▸ Problem requirements
All of the entries should be returned without a single change.

▸ Records provided
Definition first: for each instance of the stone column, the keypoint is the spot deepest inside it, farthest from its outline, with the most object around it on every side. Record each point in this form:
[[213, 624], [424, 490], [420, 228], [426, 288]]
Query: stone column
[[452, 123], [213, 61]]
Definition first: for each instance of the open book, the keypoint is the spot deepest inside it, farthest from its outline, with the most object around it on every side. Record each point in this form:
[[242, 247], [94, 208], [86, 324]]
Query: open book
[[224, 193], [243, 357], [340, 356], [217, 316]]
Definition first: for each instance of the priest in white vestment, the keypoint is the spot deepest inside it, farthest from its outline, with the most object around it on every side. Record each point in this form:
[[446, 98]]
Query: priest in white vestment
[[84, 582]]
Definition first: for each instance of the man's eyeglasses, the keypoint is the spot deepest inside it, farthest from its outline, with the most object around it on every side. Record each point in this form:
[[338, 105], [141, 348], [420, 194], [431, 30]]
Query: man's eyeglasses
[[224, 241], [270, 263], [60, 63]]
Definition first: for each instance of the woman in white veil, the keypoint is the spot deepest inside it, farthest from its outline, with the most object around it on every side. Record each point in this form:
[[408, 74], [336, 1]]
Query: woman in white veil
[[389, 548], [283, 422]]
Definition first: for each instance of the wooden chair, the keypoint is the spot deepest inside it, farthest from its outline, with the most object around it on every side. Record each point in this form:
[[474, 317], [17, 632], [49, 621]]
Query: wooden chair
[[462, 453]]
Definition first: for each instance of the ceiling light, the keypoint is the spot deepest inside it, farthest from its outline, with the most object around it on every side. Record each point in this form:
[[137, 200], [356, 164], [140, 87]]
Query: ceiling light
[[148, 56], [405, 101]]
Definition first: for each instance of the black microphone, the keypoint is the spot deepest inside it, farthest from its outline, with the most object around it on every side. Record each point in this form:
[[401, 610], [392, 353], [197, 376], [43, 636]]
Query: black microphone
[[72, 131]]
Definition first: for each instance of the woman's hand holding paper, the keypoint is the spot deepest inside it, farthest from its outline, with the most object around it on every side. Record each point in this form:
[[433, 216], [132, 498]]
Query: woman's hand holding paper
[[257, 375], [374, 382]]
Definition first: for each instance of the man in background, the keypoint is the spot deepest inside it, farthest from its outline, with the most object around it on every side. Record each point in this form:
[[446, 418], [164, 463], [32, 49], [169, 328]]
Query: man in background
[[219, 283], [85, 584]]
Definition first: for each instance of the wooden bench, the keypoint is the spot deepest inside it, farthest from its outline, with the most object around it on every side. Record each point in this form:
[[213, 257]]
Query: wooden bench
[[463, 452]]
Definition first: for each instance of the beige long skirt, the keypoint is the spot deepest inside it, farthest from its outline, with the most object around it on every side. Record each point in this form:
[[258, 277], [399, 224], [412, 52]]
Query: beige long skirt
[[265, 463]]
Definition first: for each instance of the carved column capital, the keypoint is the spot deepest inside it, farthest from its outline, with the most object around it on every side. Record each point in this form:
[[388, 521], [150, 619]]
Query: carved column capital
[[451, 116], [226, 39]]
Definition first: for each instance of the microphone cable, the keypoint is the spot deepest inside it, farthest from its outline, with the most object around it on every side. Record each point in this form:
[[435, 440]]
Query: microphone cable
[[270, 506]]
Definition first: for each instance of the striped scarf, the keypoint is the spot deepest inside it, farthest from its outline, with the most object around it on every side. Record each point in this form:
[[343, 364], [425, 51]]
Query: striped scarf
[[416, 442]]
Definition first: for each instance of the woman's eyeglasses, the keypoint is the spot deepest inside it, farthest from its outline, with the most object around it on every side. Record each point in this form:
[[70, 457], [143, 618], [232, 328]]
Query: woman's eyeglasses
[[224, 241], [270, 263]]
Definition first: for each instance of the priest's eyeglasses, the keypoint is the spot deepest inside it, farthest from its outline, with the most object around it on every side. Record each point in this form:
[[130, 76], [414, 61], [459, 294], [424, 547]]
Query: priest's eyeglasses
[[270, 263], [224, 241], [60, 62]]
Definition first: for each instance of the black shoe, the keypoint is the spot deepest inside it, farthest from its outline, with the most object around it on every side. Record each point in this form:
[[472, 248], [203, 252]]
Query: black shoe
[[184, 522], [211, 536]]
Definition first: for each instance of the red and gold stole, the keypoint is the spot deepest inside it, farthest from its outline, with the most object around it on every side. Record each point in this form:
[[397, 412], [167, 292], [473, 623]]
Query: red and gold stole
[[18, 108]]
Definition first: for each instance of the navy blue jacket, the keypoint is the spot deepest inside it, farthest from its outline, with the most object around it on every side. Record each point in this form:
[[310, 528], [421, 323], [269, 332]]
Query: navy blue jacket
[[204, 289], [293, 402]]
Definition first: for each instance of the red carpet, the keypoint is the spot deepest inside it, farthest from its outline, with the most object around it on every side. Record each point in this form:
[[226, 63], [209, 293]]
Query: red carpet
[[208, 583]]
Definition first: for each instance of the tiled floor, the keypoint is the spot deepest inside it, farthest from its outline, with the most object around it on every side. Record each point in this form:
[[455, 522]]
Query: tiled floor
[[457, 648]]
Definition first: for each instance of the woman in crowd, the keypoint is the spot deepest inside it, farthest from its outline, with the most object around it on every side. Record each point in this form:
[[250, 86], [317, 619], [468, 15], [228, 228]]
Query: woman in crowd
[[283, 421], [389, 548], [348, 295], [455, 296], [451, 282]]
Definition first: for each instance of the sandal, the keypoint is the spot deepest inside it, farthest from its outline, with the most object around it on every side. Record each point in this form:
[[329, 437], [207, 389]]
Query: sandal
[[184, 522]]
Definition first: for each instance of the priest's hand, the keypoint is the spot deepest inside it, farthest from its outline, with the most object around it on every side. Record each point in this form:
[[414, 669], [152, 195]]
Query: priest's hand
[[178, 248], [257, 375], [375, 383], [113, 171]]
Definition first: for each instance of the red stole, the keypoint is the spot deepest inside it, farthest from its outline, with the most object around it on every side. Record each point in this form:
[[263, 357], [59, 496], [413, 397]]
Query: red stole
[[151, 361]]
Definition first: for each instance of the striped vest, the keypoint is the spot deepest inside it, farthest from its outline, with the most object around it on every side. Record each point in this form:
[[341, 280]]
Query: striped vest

▸ Response
Definition first: for each instance of the stone column, the keypoint is the spot deepest inside it, farthest from its outline, with the most object around it on every side. Record each point in this form:
[[213, 624], [424, 490], [420, 228], [426, 288]]
Query: stone column
[[452, 123], [213, 61]]
Definition first: for each instance of the open book, the keypoint is the spot deepest inside it, farthest from its outline, with the most object around it on every side. Record each point in this form:
[[242, 247], [94, 208], [86, 324]]
Query: open book
[[224, 193], [243, 357], [340, 356], [217, 316]]
Definition first: for each instance of the priest in white vestment, the keypoint is the spot deepest inside it, farthest from its outline, with the most object around it on every side. Record each point in this form:
[[446, 98]]
Query: priest in white vestment
[[84, 582]]
Definition first: for each instance of the man's eyeglasses, the keypoint is the spot deepest inside it, farthest from its outline, with the most object around it on every side. Record each point in this form:
[[338, 105], [141, 348], [420, 194], [431, 30]]
Query: man's eyeglasses
[[224, 241], [270, 263], [60, 63]]
Definition first: for each instance of the woman in white veil, the keypoint is the spot deepest inside it, farthest from its outline, with the most object around it on every side. Record each point in this form:
[[408, 74], [336, 1]]
Query: woman in white veil
[[389, 548], [283, 422]]
Definition first: for each instance of the wooden chair, the keypoint is the spot deepest inside it, farthest from its outline, with the most object around it on every side. Record each point in this form:
[[474, 317], [17, 632], [49, 621]]
Query: wooden chair
[[462, 453]]
Definition first: for each instance of the ceiling light, the keypoint is the spot deepest inside it, farthest from its outline, with the most object around it on every side. Record each point in this form:
[[137, 200], [356, 164], [140, 87]]
Query: ceiling light
[[148, 56], [405, 101]]
Definition first: for each instance of the black microphone, the keypoint is the spot deepest inside it, farthest from its outline, with the most object around it on every side. Record each point in this form:
[[401, 610], [392, 353], [197, 376], [43, 636]]
Query: black microphone
[[72, 131]]
Definition first: for each instance of the woman's hand holding paper, the keypoint is the spot deepest inside it, farthest from its outline, with the most object around it on every side. Record each point in this form:
[[433, 216], [132, 498]]
Query: woman's hand holding paper
[[257, 375], [374, 382]]
Definition first: for each instance of the man in background, the keypoint is the spot deepest inside it, farthest from its outline, with the most object around it on every side. Record each point in this form:
[[446, 418], [164, 463], [32, 49], [169, 328]]
Query: man in background
[[219, 283], [85, 584]]
Definition first: for each instance of the wooden bench, the keypoint is the spot deepest inside it, farthest from its outline, with the most object around it on every side. Record each point in this form:
[[213, 257]]
Query: wooden bench
[[463, 452]]
Definition first: for each instance of the beige long skirt, the keypoint is the spot deepest inside it, farthest from its outline, with the most object around it on every side. Record each point in this form:
[[258, 277], [399, 224], [412, 52]]
Query: beige long skirt
[[265, 463]]
Definition first: for each instance of the carved column capital, the keypoint is the spot deepest inside it, farthest from its outline, with the most object around it on every side. Record each point in this form:
[[388, 521], [150, 619]]
Query: carved column capital
[[451, 116], [226, 39]]
Definition first: for each instance of the microphone cable, the keypoint is the spot deepest inside it, farthest from its outline, with the most object around it on every side. Record each point in this form:
[[435, 440]]
Query: microphone cable
[[270, 506]]
Definition first: for each instance of the striped scarf, the keypoint is the spot deepest inside it, farthest from its outline, with the most object around it on every side. Record each point in this form:
[[343, 364], [425, 51]]
Query: striped scarf
[[416, 442]]
Definition first: for each instance of the woman's eyeglasses, the keypoint is the spot deepest inside it, farthest from its outline, with the most object around it on every side. Record each point in this form:
[[70, 457], [143, 618], [232, 328]]
Query: woman's eyeglasses
[[224, 241], [270, 263]]
Definition first: for each instance of the priest's eyeglasses, the keypoint is the spot deepest inside it, farthest from its outline, with the most object around it on every side. Record each point in this form:
[[130, 76], [414, 61], [459, 294], [424, 547]]
Query: priest's eyeglasses
[[270, 263], [224, 241], [60, 62]]
Definition first: for each instance of the black shoe, the keypoint is the spot deepest inside it, farthest from its outline, with the most object around it on every side. Record each point in this form:
[[472, 248], [203, 252]]
Query: black shoe
[[184, 522], [211, 536]]
Definition first: for each instance of the red and gold stole, the keypoint is the spot deepest inside it, farthest from its outline, with the most object around it on every side. Record each point in this form:
[[397, 412], [167, 292], [473, 623]]
Query: red and gold stole
[[18, 108]]
Definition first: for each instance of the navy blue jacket, the keypoint is the spot deepest inside it, farthest from its outline, with the most object around it on every side. Record each point in this form:
[[310, 528], [421, 323], [269, 332]]
Query: navy blue jacket
[[204, 289], [293, 402]]
Definition first: for each instance of the red carpet, the keypoint is the spot deepest inside it, farthest from its outline, with the most object around it on every side. Record each point in this form:
[[226, 63], [209, 293]]
Query: red carpet
[[208, 583]]
Definition first: for each instance of the tiled floor, the keypoint is the spot deepest inside it, farthest from its outline, with the most object around it on every side. Record each point in this form:
[[455, 522]]
Query: tiled floor
[[457, 648]]
Definition first: for each instance of the woman in crowd, the keypoint is the spot deepest inside it, farthest from its outline, with the most object around it on every side. Record each point in this form:
[[250, 86], [317, 619], [468, 15], [228, 228]]
Query: woman in crowd
[[283, 421], [389, 548], [348, 295], [455, 296], [451, 282]]
Definition first: for each instance of the sandal, the keypoint is the spot deepest inside it, farthest from its outline, with the most object around it on every side. Record each point in this form:
[[329, 437], [207, 389]]
Query: sandal
[[184, 522]]
Definition first: for each instance of the priest's hand, the keypoint is the spot deepest inside it, farthest from its outline, with the most object around it on every side. Record each point in this form:
[[414, 669], [152, 195]]
Query: priest's hand
[[178, 248], [257, 375], [375, 383], [113, 171]]
Definition first: for each instance of the red stole, the keypoint is the spot deepest inside it, farthest from its outline, with the most object around it on every side. Record each point in this form:
[[263, 357], [59, 496], [413, 397]]
Query: red stole
[[151, 361]]
Definition first: for each instance of the striped vest, the keypoint is the spot deepest inside it, farthest from its outline, with the most object around it on every side. Record each point in this form:
[[341, 280]]
Query: striped vest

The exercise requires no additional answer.